TEXT TO READ:
--- START ---

5.01.       Number.  The officers of the Corporation shall be a President, a Vice‑President, a Secretary, and a Treasurer.  The President shall be elected by the Board of Directors from among the Directors.  The Vice‑President, Secretary, and Treasurer shall be appointed by the President from among the Directors, but shall be further subject to the consent of a majority of the Board of Directors.  Other officers and assistant officers may be elected or appointed by the Board of Directors.  No two or more offices may be held by the same person.

5.02.       Election and Term of Office.  The officers of the Corporation shall be elected annually by the Board of Directors at the first meeting of the Board of Directors following the annual meeting of the members.  If the election of officers is not held at that meeting, the election shall be held as soon as convenient.  Each officer shall hold office for a one-year term until the officer’s successor has been elected and has qualified or until the officer dies, resigns, or is removed in accordance with the Bylaws of the Corporation, whichever comes first.  The President may be re-elected once to a second one-year term, but shall be limited to no more than two consecutive terms.

5.03.       Removal.  Any officer or agent may be removed by the Board of Directors whenever in its judgment, the removal will serve the best interests of the Corporation.

5.04.       Vacancies.  A vacancy in any office for any reason may be filled by the Board of Directors for the unexpired portion of the term.

--- END ---

INFORMATION PROVIDED:

--- START ---

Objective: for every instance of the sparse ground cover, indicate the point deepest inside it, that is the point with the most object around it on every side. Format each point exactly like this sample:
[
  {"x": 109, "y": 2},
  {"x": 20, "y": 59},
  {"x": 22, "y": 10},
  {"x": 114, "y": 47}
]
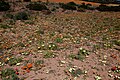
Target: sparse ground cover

--- END ---

STATED PROBLEM A:
Rewrite the paragraph of the bylaws text that begins "5.02. Election and Term of Office" as a short bulleted list, keeping its main facts.
STATED PROBLEM B:
Translate this sentence from the bylaws text into Spanish: "A vacancy in any office for any reason may be filled by the Board of Directors for the unexpired portion of the term."
Work only from the bylaws text.

EXPECTED OUTPUT A:
- The Board of Directors elects the officers every year at its first meeting after the members' annual meeting.
- If the election does not take place at that meeting, it is held as soon as convenient.
- Each officer serves a one-year term. The term ends when a successor has been elected and has qualified, or when the officer dies, resigns, or is removed under the Bylaws, whichever comes first.
- The President may be re-elected once to a second one-year term, with a limit of two consecutive terms.

EXPECTED OUTPUT B:
Una vacante en cualquier cargo, por cualquier motivo, podrá ser cubierta por la Junta Directiva por la parte no vencida del mandato.